Exercise set |
1: Summarize the Avastin article in two sentences.
2: According to the Avastin article, why did the FDA rule that Avastin should not be used to treat breast cancer? Answer in one or two sentences.
3: List every type of cancer for which, according to the Avastin article, the drug still has FDA approval.

Passage to read |
++++++

Public gets mixed messages regarding efficacy of Avastin for treating breast cancer

The Takeaway

On Friday, the FDA ruled that cancer drug Avastin should not be used to treat breast cancer because Avastin’s risky side-effects outweigh its benefits for breast cancer patients.

“Women who take Avastin for metastatic breast cancer risk potentially life threatening or serious side-effects, such as heart attacks or heart failure, severe high blood pressure, bleeding or hemorrhaging,” FDA Commissioner Dr. Margaret Hamburg said. 

Avastin still has FDA approval for treating lung, kidney, and colon cancer, and despite the ruling, Medicare will still cover Avastin for breast cancer patients. Private insurance companies can still choose whether to pay for doctors who use it to treat breast cancer as well.

Joe Nocera, an op-ed columnist for The New York Times, said this mixed message is enough to raise some eyebrows. With healthcare costs rising and broad agreement on the need for Medicare reform, no one’s willing to even use this FDA warning to stop paying for a treatment, the efficacy of which is seriously in doubt.

“Here you have a drug that costs $90,000 a year. For the vast majority of women, it does not work. For some of them, it has serious side effects,” Nocera said. “The FDA has ruled it can’t be marketed as a breast cancer drug, yet no one has the nerve to say we can’t pay for it.”

But many patients say Avastin is helping them, and that withdrawing it from the market would be a death sentence.

++++++

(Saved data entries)

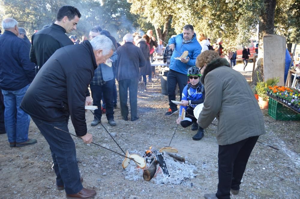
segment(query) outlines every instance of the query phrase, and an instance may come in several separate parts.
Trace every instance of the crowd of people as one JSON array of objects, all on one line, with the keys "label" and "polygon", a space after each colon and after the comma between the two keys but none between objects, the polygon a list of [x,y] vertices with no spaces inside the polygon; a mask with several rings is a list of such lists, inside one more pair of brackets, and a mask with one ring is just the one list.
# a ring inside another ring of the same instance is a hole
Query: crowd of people
[{"label": "crowd of people", "polygon": [[[94,197],[94,190],[82,186],[74,141],[61,130],[68,132],[70,118],[76,135],[84,143],[91,143],[93,136],[87,132],[85,106],[92,104],[102,107],[95,110],[91,126],[101,122],[104,113],[110,125],[117,125],[116,80],[122,119],[128,120],[129,90],[130,120],[138,119],[138,84],[142,81],[146,84],[147,76],[152,81],[155,69],[151,63],[155,53],[163,57],[170,69],[169,107],[165,115],[178,111],[173,102],[178,84],[180,106],[176,121],[197,130],[193,140],[200,140],[204,129],[215,117],[218,119],[219,183],[216,193],[205,198],[230,198],[230,192],[238,194],[249,156],[258,136],[264,133],[263,120],[245,78],[221,57],[221,40],[214,50],[209,39],[200,34],[198,41],[193,26],[187,25],[182,33],[170,38],[164,49],[163,41],[158,42],[151,30],[142,36],[127,34],[121,45],[109,30],[97,26],[91,27],[89,40],[84,36],[80,41],[66,33],[76,29],[81,17],[76,8],[63,6],[55,22],[34,34],[31,42],[15,20],[2,21],[0,133],[7,134],[10,147],[37,143],[28,137],[31,117],[49,145],[57,189],[64,189],[68,198]],[[181,57],[186,52],[185,57]],[[234,54],[231,58],[234,60]],[[200,104],[202,110],[198,117],[194,117],[193,110]],[[186,117],[182,120],[183,113]]]}]

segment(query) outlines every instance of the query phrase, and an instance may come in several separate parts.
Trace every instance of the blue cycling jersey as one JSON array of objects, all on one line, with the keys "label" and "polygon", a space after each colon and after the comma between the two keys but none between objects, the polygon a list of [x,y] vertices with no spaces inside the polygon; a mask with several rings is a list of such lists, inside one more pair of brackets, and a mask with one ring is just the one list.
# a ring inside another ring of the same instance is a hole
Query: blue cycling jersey
[{"label": "blue cycling jersey", "polygon": [[198,86],[195,88],[192,87],[190,83],[186,86],[182,91],[181,100],[189,101],[190,104],[188,106],[180,105],[179,110],[179,117],[181,116],[182,108],[184,108],[186,110],[188,107],[189,107],[194,109],[197,105],[203,103],[204,100],[205,93],[203,85],[200,82]]}]

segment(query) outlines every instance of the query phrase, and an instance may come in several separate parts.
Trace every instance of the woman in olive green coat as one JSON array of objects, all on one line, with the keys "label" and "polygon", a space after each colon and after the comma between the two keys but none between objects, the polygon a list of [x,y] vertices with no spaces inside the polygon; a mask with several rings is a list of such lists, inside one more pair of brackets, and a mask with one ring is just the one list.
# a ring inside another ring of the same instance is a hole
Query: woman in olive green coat
[{"label": "woman in olive green coat", "polygon": [[197,58],[206,91],[199,126],[207,128],[218,119],[219,183],[208,199],[230,199],[237,194],[247,162],[259,136],[265,133],[263,118],[257,101],[240,73],[232,69],[217,52],[208,50]]}]

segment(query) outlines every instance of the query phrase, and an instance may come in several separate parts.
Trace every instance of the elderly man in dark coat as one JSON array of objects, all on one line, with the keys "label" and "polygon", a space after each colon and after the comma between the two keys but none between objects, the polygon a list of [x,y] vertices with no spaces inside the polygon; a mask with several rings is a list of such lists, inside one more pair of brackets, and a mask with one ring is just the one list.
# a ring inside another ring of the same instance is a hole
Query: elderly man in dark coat
[{"label": "elderly man in dark coat", "polygon": [[197,58],[205,90],[199,126],[207,128],[219,119],[217,141],[219,183],[206,199],[230,199],[239,191],[248,159],[260,135],[265,134],[261,111],[245,77],[230,68],[218,52],[206,51]]},{"label": "elderly man in dark coat", "polygon": [[121,114],[123,120],[128,120],[128,91],[129,91],[131,120],[139,119],[137,116],[137,86],[140,79],[139,68],[146,64],[142,50],[133,44],[133,37],[127,34],[123,37],[125,43],[117,49],[117,80]]},{"label": "elderly man in dark coat", "polygon": [[[30,117],[20,106],[34,78],[34,64],[29,60],[29,46],[17,37],[17,22],[8,18],[3,20],[2,25],[5,31],[0,36],[0,88],[4,97],[5,129],[8,142],[10,147],[33,144],[37,143],[36,140],[28,139]],[[0,130],[4,132],[4,129]]]},{"label": "elderly man in dark coat", "polygon": [[38,73],[22,102],[21,108],[31,116],[49,144],[57,189],[64,188],[68,198],[91,198],[96,193],[82,187],[70,135],[54,127],[68,132],[70,116],[77,135],[86,144],[92,142],[86,123],[86,93],[97,66],[114,50],[111,41],[102,35],[60,49]]},{"label": "elderly man in dark coat", "polygon": [[152,72],[151,63],[150,63],[150,51],[149,46],[146,43],[146,40],[144,38],[141,38],[137,40],[136,43],[137,43],[136,46],[142,50],[146,61],[146,65],[145,67],[140,68],[140,73],[143,81],[145,84],[145,89],[147,90],[147,78],[146,76],[149,75],[151,76]]}]

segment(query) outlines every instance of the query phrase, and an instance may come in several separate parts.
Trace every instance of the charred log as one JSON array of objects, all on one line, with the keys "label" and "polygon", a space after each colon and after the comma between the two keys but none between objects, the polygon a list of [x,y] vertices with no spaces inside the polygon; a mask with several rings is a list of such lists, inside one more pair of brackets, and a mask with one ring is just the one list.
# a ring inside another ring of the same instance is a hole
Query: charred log
[{"label": "charred log", "polygon": [[166,162],[164,159],[164,156],[162,154],[158,154],[156,155],[156,159],[158,162],[159,166],[161,168],[161,170],[163,171],[163,173],[164,174],[170,177],[171,176],[170,173],[169,172],[168,168],[167,168],[167,165],[166,164]]},{"label": "charred log", "polygon": [[151,160],[150,166],[147,169],[144,171],[143,177],[144,179],[146,181],[149,181],[153,177],[156,173],[156,167],[157,165],[157,161],[154,158]]},{"label": "charred log", "polygon": [[168,152],[165,152],[169,156],[172,157],[174,159],[175,161],[177,160],[181,162],[183,162],[185,163],[185,159],[181,156],[178,155],[176,153],[169,153]]}]

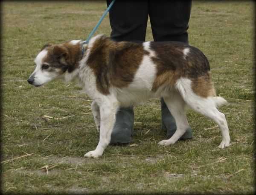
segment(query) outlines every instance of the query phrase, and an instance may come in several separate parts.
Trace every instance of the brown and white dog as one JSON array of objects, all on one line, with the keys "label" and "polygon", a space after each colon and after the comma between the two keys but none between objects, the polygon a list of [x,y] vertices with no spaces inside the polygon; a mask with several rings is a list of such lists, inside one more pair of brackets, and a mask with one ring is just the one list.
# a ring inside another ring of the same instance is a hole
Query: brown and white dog
[{"label": "brown and white dog", "polygon": [[225,115],[217,108],[227,101],[216,96],[208,61],[199,50],[179,42],[119,42],[99,35],[84,45],[82,56],[81,41],[45,45],[35,60],[36,67],[28,81],[39,86],[61,76],[67,81],[78,77],[93,100],[92,110],[100,129],[96,149],[84,156],[102,155],[110,141],[119,107],[160,97],[177,128],[160,145],[174,144],[189,127],[186,105],[218,124],[222,136],[220,148],[230,145]]}]

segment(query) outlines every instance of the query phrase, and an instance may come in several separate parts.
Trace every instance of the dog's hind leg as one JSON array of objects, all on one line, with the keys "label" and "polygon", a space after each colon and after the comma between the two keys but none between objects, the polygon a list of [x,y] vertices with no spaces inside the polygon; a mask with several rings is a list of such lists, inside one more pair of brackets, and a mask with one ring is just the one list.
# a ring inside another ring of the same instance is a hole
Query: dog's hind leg
[{"label": "dog's hind leg", "polygon": [[92,102],[91,108],[93,115],[93,119],[96,125],[97,130],[99,132],[100,128],[100,112],[99,111],[99,107],[95,101]]},{"label": "dog's hind leg", "polygon": [[185,102],[177,92],[174,92],[171,96],[164,97],[164,100],[177,126],[176,131],[169,139],[162,140],[158,143],[162,146],[168,146],[175,143],[186,132],[189,125],[185,113]]},{"label": "dog's hind leg", "polygon": [[103,102],[99,104],[99,141],[96,149],[87,153],[84,157],[98,158],[102,155],[110,142],[111,134],[116,121],[116,113],[118,107],[118,103],[113,100],[105,99]]},{"label": "dog's hind leg", "polygon": [[188,105],[195,111],[212,119],[218,124],[222,136],[222,141],[219,147],[224,148],[229,146],[230,138],[226,117],[224,114],[217,109],[217,106],[226,104],[227,101],[221,97],[204,98],[197,95],[191,89],[191,82],[187,79],[181,79],[177,82],[176,88]]}]

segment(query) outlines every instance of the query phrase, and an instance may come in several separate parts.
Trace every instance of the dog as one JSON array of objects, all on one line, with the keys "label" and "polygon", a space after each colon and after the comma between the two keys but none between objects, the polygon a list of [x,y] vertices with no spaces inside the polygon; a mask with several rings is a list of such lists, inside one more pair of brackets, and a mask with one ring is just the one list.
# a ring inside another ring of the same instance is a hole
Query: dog
[{"label": "dog", "polygon": [[217,123],[222,136],[219,147],[230,146],[225,115],[217,109],[227,102],[216,96],[209,62],[198,49],[175,42],[117,42],[104,35],[82,43],[77,40],[45,45],[35,59],[36,68],[28,82],[40,86],[57,78],[67,82],[79,79],[93,100],[91,109],[100,130],[96,149],[84,156],[102,155],[119,107],[159,97],[177,125],[172,136],[160,145],[174,144],[189,127],[184,110],[187,105]]}]

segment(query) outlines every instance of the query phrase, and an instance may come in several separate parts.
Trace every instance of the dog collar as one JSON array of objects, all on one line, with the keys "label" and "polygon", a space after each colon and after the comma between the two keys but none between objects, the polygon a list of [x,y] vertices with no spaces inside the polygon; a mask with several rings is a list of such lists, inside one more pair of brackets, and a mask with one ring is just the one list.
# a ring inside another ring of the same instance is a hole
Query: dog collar
[{"label": "dog collar", "polygon": [[83,57],[83,56],[84,56],[84,51],[85,51],[84,47],[84,43],[85,43],[85,42],[83,41],[82,42],[81,42],[81,49],[82,50],[82,57]]}]

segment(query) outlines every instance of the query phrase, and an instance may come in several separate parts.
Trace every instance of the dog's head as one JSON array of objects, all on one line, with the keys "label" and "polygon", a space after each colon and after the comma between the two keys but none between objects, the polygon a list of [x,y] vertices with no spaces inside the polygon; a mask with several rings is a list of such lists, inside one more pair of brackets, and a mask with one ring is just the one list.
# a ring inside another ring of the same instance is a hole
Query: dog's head
[{"label": "dog's head", "polygon": [[28,82],[38,87],[61,76],[71,80],[77,74],[82,57],[80,40],[46,45],[35,59],[35,69]]}]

++++++

Responses per task |
1: The FDA ruled that Avastin should not be used to treat breast cancer because its risky side effects outweigh its benefits for those patients. Yet Medicare will still cover it for breast cancer, a mixed message that columnist Joe Nocera criticized, while many patients say the drug is helping them.

2: The FDA ruled this way because Avastin's risky side effects outweigh its benefits for breast cancer patients. Those side effects include potentially life-threatening problems such as heart attacks, heart failure, severe high blood pressure, and bleeding.

3:
- Lung cancer
- Kidney cancer
- Colon cancer